The Molecular and Pharmacological Mechanisms of HIV-Related Neuropathic Pain (2013)
...The most common complaint of HIV-DSP is pain on the soles; the pain is typically bilateral, of gradual onset, and described as ‘aching’, ‘painful numbness’, or ‘burning’[34]. Patients often have hyperalgesia and allodynia in a stocking and/or glove distribution. The feet are tender to touch, wearing shoes is painful, and the gait becomes ‘antalgic’. In a typical length-dependent fashion, the dysesthesias ascend proximally up the lower extremities over months, and may begin to involve the fingertips at around the same time as they reach the mid-leg level [33, 35]. It is usually most severe on the soles of the feet, and is typically worse at night.
Pathologically, the most common histological feature of both DSP and ATN is characterized by loss of DRG sensory neurons, Wallerian degeneration of the long axons in distal regions, DRG infiltration by HIV-infected macrophages, and a 'dying back' sensory neuropathy [36-40]. Early on, small, unmyelinated sensory fibers are lost, with eventual destruction of the large myelinated fibers as the disease progresses in the patients with HIV. In the periphery and the DRG, there is infiltration of macrophages and other inflammatory cytokines [41]. Clinically, these two forms (HIV-DSP and ATN) of HIV sensory neuropathies are difficult to distinguish.
https://www.ncbi.nlm.nih.gov/pmc/articles/PMC3763758/
Perchance, did any of these studies offer treatment ideas?

• _DATA EXCERPTS_:
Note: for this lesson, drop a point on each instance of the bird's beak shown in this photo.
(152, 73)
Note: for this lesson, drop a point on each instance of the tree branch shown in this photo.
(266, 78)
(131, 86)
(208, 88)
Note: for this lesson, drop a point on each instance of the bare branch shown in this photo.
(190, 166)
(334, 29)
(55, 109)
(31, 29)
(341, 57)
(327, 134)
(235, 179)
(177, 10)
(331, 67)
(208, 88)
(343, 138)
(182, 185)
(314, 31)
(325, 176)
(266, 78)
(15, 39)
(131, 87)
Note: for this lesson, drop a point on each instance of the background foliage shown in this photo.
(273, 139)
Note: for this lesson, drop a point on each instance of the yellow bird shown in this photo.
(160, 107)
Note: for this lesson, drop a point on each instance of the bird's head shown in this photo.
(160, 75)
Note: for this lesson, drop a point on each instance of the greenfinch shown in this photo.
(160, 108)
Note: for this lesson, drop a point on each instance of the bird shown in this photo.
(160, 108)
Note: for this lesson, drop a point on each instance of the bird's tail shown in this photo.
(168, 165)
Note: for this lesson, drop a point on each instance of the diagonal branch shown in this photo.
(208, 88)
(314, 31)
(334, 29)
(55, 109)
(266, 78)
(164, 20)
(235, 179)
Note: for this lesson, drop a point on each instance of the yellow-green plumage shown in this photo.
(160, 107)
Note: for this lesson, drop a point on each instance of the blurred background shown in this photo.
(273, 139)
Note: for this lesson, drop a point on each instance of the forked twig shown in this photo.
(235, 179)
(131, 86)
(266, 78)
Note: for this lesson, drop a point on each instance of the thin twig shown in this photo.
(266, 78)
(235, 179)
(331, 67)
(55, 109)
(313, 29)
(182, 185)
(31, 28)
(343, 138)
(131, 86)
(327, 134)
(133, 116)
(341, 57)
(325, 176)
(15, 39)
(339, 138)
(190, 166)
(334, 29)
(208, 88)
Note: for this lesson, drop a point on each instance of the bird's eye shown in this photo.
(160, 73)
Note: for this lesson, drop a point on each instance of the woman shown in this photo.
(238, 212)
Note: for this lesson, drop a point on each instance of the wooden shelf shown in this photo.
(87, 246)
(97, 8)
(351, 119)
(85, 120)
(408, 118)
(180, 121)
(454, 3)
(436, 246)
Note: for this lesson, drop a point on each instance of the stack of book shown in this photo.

• _DIRECTIONS FOR THIS TASK_:
Answer these questions using the HIV neuropathy excerpt above.
1. Where is the pain of HIV-DSP usually most severe?
2. Which fibers are lost early in the disease?
3. What infiltrates the DRG in both DSP and ATN?

• _EXERCISE SOLUTION_:
1. On the soles of the feet.
2. Small, unmyelinated sensory fibers.
3. HIV-infected macrophages.